▶ [GIVEN RECORDS]:

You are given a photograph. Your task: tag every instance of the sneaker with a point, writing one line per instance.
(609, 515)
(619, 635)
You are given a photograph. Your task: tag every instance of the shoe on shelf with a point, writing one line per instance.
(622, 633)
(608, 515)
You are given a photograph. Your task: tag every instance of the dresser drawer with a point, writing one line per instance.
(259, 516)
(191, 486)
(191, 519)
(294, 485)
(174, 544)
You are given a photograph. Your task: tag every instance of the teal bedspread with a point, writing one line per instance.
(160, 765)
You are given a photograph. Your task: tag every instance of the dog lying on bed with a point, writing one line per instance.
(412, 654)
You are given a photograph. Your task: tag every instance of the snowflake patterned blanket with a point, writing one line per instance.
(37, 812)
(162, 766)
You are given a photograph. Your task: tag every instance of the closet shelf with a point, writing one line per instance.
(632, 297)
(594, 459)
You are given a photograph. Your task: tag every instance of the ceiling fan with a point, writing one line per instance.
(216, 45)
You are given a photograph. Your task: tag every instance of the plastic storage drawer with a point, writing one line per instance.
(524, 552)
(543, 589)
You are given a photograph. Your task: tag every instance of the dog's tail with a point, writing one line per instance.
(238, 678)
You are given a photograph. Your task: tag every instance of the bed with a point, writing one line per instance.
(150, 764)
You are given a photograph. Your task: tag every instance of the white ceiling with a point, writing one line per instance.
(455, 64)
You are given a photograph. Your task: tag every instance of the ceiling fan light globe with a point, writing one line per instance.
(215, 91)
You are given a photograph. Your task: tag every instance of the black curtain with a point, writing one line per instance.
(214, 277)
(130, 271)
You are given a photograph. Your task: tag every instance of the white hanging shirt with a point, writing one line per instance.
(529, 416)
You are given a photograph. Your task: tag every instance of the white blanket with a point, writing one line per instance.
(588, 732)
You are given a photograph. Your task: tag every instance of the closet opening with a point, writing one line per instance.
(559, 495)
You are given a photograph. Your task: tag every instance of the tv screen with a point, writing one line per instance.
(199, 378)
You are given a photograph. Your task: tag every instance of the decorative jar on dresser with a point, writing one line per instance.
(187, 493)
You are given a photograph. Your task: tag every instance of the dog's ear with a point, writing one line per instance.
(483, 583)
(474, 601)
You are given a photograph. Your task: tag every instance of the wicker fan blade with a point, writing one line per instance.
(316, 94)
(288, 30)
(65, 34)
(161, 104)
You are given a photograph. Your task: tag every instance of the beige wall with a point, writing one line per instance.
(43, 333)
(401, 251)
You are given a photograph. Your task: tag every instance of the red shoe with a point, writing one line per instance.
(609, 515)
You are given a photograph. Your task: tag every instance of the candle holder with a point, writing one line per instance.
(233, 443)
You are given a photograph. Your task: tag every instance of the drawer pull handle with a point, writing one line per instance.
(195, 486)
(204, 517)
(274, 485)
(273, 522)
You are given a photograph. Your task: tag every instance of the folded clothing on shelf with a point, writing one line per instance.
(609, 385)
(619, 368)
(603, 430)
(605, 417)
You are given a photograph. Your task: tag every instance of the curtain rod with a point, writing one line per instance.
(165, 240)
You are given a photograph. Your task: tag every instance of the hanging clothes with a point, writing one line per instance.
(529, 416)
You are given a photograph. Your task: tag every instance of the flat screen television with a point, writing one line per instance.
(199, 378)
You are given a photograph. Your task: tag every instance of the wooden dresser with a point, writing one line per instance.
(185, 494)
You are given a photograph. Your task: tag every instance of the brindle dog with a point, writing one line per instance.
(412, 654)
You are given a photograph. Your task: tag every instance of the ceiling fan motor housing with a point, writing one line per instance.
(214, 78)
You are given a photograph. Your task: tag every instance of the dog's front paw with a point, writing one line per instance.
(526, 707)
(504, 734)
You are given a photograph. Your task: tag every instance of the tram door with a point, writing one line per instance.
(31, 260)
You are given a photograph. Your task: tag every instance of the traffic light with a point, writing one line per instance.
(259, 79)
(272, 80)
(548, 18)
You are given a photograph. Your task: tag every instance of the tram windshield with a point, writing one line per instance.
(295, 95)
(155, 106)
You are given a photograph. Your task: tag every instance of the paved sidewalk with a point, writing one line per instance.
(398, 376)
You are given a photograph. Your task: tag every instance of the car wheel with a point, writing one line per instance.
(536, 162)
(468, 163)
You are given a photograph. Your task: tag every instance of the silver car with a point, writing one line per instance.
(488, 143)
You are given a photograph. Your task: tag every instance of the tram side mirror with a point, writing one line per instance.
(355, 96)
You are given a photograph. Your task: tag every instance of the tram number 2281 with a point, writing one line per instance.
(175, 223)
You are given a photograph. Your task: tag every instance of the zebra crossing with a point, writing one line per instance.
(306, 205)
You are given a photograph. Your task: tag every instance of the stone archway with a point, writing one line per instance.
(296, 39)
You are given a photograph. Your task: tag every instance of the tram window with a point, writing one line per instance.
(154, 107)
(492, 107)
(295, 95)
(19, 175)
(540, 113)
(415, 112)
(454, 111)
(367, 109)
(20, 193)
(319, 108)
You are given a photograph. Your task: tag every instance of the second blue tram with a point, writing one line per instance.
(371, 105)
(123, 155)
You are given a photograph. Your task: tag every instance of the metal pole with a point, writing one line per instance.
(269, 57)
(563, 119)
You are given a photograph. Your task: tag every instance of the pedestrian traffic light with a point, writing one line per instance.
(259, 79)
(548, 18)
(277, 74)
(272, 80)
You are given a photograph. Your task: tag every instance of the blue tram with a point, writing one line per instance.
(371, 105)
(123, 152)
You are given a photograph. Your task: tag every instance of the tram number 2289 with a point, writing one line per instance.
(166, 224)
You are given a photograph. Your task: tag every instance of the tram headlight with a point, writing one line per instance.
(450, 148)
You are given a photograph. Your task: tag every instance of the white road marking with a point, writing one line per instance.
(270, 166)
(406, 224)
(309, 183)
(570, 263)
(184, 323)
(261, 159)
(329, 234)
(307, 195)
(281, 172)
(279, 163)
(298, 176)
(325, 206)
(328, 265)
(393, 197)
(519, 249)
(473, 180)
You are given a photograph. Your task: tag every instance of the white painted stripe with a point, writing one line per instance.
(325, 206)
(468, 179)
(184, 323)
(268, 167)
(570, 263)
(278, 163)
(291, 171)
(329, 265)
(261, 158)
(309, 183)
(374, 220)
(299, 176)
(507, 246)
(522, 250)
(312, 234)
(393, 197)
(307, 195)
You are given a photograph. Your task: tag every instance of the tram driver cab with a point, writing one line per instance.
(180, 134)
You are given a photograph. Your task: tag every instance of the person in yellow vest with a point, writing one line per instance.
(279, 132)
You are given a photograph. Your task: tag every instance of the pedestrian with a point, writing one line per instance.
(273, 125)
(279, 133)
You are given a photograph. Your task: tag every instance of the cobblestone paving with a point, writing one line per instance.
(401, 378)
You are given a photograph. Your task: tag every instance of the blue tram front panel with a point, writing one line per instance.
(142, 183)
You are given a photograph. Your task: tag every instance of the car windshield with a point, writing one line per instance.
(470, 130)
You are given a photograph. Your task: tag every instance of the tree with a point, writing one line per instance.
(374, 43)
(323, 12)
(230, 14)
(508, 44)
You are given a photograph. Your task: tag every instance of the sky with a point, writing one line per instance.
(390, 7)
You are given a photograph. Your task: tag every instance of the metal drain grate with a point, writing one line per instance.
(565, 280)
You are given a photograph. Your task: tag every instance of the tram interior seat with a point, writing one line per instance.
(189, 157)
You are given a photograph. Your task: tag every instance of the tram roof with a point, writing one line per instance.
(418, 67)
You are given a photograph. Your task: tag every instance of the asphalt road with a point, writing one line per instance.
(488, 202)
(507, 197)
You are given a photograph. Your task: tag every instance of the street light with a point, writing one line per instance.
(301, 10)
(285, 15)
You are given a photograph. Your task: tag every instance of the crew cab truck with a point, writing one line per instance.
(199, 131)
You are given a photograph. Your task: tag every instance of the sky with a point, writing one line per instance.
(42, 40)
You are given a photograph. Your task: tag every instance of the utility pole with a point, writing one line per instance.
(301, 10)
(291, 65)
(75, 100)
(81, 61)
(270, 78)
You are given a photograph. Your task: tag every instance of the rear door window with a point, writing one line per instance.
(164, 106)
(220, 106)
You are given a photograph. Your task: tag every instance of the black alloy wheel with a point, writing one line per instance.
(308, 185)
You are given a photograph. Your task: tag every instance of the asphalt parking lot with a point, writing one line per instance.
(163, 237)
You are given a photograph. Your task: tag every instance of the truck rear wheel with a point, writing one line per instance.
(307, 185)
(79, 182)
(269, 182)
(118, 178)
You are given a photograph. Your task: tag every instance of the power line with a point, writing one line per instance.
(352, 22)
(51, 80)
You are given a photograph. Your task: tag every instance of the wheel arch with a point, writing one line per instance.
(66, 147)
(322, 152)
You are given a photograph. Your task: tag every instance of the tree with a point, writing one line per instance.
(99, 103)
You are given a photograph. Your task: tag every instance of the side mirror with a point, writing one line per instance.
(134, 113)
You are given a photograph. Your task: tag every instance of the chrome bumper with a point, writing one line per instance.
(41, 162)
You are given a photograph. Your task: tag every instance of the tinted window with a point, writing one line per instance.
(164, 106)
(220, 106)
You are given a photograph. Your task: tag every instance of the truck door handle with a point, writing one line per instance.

▶ [WHAT IS NEEDED]: Reproduce only those lines of the entries above that run from the line with "the asphalt parking" to the final line.

▶ [EXPECTED OUTPUT]:
You are given a photograph. Your task: tag every instance of the asphalt parking lot with a point, writing one line per instance.
(163, 237)
You are given a photograph. Your task: tag every instance of the truck rear wheel with a point, writing one line per instance.
(307, 185)
(79, 182)
(269, 182)
(118, 178)
You are given a photograph. Your task: tag every instance of the power line with a point, writing one line per instance.
(352, 22)
(51, 80)
You are given a photograph. Your task: tag every instance of the wheel arch with a point, writing one line per instance.
(66, 147)
(322, 152)
You are given a photograph. Your task: tag every instance of the tree with a point, writing one line per instance.
(99, 103)
You are given a photograph. Your task: tag every instance of the side mirror with a point, writing one line per instance.
(134, 113)
You are given a photograph. Your task: tag every instance of the chrome bumper with a point, writing one line per instance.
(41, 162)
You are given a photograph. Your task: tag every instance of the tinted window with a point, writing one line per instance.
(164, 106)
(220, 106)
You are given a photograph. Your task: tag every instance of the truck door handle with a point, writing one line per instance.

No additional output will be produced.